----- PODANY FRAGMENT -----
Przykro że Was to spotkało, ale nie załamuj rąk :P

Ew-ka
01-04-2009, 21:58
Tolu ....pociesze Cie :D Nie wybuduja tam blokow ,nie zdązą ...w 2012 roku bedzie koniec świata , a do tego czasu co najwyzej wykopią dziure w ziemi :wink:
Wiosna idzie .....jutro u Ciebie bedzie gorąco i słonecznie -wiec pomysl o swoich roslinkach i kwatkach ,ktore potrzebują Twojej pracy i pomocy ....Przyjade do Ciebie latem wiec juz sie szykuj do wizyty :lol: ..... czasem problemy same sie rozwiązują ...a czasem nie :roll:

DarioAS
01-04-2009, 23:22
Tolu ....pociesze Cie :D Nie wybuduja tam blokow ,nie zdązą ...w 2012 roku bedzie koniec świata , a do tego czasu co najwyzej wykopią dziure w ziemi :wink:

:o :o :o :o
to ja bym wolała jednak te bloki.... :roll:
:lol: :lol: :lol: :lol: :lol:

jamles
02-04-2009, 06:53
Od okna w salonie do ogrodzenia mam tylko 5 metrów, jest ścieżka, kawałek trawnika i wąska rabata.
Nie zmieszczę tam świerków, koreanek czy sosen. Czyli co, tuje?
do tuji, szczególnie smaragdów nic nie mam, ale jak tam powstaną te bloki to
wraz z blokersami będą psy, Ty ich nie wytresujesz, znaczy się psów ....... blokersów też nie :-?
----- DOSTARCZONE MATERIAŁY -----
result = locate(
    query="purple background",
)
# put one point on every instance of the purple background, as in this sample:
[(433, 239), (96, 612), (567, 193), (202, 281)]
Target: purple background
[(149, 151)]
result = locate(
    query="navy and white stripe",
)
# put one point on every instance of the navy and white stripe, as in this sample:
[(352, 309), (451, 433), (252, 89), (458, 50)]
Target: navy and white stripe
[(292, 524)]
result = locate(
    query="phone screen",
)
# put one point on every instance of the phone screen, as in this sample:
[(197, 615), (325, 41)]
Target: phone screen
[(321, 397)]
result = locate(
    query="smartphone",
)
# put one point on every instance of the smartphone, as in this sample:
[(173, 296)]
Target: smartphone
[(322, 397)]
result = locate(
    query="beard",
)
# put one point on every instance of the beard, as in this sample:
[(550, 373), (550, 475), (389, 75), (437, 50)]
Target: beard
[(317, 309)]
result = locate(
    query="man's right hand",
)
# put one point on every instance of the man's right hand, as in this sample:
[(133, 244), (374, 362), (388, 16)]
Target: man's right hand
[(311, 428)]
-----
----- DOSTARCZONE MATERIAŁY -----
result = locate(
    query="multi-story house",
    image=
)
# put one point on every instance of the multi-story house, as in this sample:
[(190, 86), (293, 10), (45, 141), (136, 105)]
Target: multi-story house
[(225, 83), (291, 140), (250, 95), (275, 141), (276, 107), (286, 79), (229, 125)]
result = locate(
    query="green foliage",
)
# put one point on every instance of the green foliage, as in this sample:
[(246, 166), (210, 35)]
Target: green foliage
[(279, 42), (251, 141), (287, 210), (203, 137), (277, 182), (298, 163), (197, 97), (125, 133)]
-----
* ZADANIE 1:
Przełóż na angielski to zdanie z rozmowy o blokach przy ogrodzie: „Nie zmieszczę tam świerków, koreanek czy sosen.”
* ZADANIE 2:
Przepisz dokładnie fragment rozmowy o blokach przy ogrodzie między „do tuji, szczególnie” a „też nie :-?”, łącznie z tymi słowami.
* ZADANIE 3:
Dopisz dalszy ciąg rozmowy o blokach przy ogrodzie, zaczynając po jej ostatnim zdaniu.

* ODPOWIEDŹ 1:
I won't fit spruces, Korean firs or pines there.

* ODPOWIEDŹ 2:
do tuji, szczególnie smaragdów nic nie mam, ale jak tam powstaną te bloki to
wraz z blokersami będą psy, Ty ich nie wytresujesz, znaczy się psów ....... blokersów też nie :-?

* ODPOWIEDŹ 3:
Tuje mogą nie przetrwać :roll:
może grabowy żywopłot byłby lepszy :roll:

PS. tu było dołowanie kobiety
:oops: :oops: :oops: :oops: :oops: :oops: :oops:

frosch
02-04-2009, 07:07
PS. wczoraj jak szedłem z roboty to znajomy, który za płotem ma blok to właśnie
ostrzegał blokersa,.... jo cie naucza porządku, Ty pi pi pi
gościu mu wrzucił ogryzek do ogrodu

:lol: jakbym widziala i slyszala mojego tatausia :lol:
gosciu oberwalby jeszcze od niego tym ogryzkiem 8) :wink:

Ew-ka
02-04-2009, 07:40
jamles - ale Ty potrafisz pocieszać kobietę :roll:

Dario- też myślę ,że Tola bedzie wolała bloki :lol:

Sonika
02-04-2009, 07:44
Toluś, smutne to bardzo co piszesz :( .
Ściskam mocno kciuki i wierzę, że uda się Wam choć trochę utrudnić ich zamiary.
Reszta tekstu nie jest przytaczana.